Trecho:
────────────────────

O primeiro termo é uma das nomenclaturas comumente utilizadas para se referir às travestis. Pode, em alguns contextos, estar ligado a uma visão fetichista-masculina-pornográfica sobre nossas feminilidades, mas também pode traduzir um deboche — ao ser utilizado pelas próprias travestis para se autorreferenciarem — às violências das normas de gênero cisnormativas, as quais criam corpos naturais e artificiais. E, agora, o termo ganha vigor com essa produção artística ao ser reinterpretado pelos músculos sensoriais de uma travesti artista, a qual esculpe uma feminilidade-outra à boneca barbie “cisgênera”. Já o segundo termo traz, além de uma marca territorial latina a essa produção, os seguintes significados, em espanhol: “piada”, “sacanagem” e “brincadeira”. Concepções estas muitas vezes associadas às corporalidades travestis de maneira pejorativa, mas que, aqui, mais uma vez, ganha nova roupagem (literalmente) ao dialogar com uma necessidade erótica que fora negada na infância para mim e para muitas crianças transfemininas: brincar de boneca. Além de que achei divertido falar “Bonecoña”, auahsuahsuhs. Tente você, agora, falar, aí mesmo, em voz alta.

────────────────────

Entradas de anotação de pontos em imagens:
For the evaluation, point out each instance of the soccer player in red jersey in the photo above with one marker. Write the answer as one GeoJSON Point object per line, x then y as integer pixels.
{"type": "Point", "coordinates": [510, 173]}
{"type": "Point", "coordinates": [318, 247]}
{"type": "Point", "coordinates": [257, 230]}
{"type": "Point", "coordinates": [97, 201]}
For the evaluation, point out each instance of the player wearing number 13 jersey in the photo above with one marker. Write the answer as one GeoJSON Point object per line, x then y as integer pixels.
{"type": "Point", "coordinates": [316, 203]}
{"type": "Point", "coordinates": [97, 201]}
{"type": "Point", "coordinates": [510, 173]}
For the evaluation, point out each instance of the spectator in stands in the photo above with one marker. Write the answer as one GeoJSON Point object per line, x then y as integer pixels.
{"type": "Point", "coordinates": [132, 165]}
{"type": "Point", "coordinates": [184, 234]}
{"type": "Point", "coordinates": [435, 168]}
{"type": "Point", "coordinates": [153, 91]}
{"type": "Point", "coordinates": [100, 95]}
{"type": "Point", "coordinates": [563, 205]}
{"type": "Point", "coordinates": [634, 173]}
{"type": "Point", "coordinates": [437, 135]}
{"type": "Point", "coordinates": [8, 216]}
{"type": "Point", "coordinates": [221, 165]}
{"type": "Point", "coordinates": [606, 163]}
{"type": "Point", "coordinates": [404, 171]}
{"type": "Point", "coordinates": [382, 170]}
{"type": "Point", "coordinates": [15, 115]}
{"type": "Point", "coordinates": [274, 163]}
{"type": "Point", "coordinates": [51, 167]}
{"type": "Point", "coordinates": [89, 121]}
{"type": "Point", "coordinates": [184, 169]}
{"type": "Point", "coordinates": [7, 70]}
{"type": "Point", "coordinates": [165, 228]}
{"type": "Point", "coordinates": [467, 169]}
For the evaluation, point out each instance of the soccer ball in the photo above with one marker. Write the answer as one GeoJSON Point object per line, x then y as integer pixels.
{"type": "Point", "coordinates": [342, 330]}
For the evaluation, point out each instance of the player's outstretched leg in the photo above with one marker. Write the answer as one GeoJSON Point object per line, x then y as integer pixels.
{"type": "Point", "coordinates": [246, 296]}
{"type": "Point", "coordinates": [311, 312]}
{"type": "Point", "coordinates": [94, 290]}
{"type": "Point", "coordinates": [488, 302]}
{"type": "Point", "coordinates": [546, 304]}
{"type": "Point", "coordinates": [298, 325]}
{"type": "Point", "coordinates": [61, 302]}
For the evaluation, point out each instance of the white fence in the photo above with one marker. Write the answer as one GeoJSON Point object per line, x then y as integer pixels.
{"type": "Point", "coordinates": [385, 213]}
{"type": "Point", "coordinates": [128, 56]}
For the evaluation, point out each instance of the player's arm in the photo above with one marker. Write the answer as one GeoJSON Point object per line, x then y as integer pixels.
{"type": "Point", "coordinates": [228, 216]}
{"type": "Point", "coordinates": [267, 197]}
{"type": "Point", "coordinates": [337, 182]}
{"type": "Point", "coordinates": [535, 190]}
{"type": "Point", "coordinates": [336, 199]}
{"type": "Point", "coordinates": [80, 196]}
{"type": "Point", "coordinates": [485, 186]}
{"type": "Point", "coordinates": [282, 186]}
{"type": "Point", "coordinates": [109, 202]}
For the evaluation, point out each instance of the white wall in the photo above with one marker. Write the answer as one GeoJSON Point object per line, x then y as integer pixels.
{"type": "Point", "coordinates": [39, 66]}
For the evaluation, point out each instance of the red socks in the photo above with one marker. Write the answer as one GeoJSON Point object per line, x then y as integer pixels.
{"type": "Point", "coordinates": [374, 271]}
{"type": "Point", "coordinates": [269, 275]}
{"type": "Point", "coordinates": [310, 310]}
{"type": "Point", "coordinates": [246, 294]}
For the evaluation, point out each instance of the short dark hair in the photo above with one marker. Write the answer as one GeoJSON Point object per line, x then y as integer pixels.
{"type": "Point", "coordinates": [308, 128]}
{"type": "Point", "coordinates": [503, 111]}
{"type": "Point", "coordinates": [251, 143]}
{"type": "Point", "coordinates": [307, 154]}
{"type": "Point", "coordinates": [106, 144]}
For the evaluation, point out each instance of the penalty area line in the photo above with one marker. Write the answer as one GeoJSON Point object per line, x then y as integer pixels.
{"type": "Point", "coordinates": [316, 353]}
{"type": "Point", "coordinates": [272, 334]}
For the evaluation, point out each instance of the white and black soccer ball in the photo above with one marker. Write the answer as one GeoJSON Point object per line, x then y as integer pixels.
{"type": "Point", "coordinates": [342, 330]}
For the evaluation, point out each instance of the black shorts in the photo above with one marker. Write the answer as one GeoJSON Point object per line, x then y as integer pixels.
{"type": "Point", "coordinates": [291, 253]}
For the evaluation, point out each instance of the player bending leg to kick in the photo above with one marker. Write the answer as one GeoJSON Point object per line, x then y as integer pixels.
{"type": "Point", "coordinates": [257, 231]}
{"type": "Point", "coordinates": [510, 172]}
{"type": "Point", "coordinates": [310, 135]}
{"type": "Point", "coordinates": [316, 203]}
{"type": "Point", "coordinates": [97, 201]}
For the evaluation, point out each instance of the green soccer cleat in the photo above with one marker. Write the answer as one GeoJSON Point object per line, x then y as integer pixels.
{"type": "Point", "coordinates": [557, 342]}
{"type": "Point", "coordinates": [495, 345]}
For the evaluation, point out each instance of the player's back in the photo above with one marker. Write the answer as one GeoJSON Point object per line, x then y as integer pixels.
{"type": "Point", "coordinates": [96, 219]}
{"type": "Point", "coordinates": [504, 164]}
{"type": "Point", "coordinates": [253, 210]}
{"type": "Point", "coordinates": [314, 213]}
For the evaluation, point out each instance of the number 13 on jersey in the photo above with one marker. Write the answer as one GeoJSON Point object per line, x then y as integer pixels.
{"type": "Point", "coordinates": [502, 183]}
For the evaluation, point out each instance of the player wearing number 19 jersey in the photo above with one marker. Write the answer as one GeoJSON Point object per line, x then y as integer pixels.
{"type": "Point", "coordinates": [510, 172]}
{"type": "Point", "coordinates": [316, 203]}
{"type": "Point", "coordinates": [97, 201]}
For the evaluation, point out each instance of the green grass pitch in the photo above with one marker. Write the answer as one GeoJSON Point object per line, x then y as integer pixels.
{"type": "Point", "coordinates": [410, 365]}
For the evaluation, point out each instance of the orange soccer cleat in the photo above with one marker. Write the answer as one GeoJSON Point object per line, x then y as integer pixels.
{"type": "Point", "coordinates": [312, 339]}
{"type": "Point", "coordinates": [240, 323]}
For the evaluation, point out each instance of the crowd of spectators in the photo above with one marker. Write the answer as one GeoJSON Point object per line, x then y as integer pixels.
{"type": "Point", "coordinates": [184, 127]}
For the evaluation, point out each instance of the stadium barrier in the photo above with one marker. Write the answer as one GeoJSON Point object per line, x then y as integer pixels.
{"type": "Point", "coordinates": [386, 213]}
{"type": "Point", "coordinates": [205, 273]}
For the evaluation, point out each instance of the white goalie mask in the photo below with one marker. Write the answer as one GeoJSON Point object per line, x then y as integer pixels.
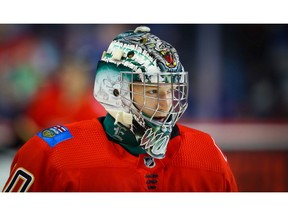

────────────────────

Instrução: Continue o trecho sobre os dois termos que formam o nome Bonecoña, começando logo após a última frase.

Resposta escrita:
Bonecoña 4
Escultura; 34 cm
Balão; cola; alfinete; bula de remédio; caixa de primogyna; caixa de cliane; caixa de espironolactona; comprimido cliane e cartela de primogyna.
2020
Bonecoña 5
Escultura; 42 cm
Boneca barbie; balão; cola; saco de lixo preto; massinha verde e vermelha; rolha; palito de dente e elástico.
2020
O futuro é uma tentativa constante, ele se faz pela gambiarra, em meio a erros e acertos, é uma bricolagem.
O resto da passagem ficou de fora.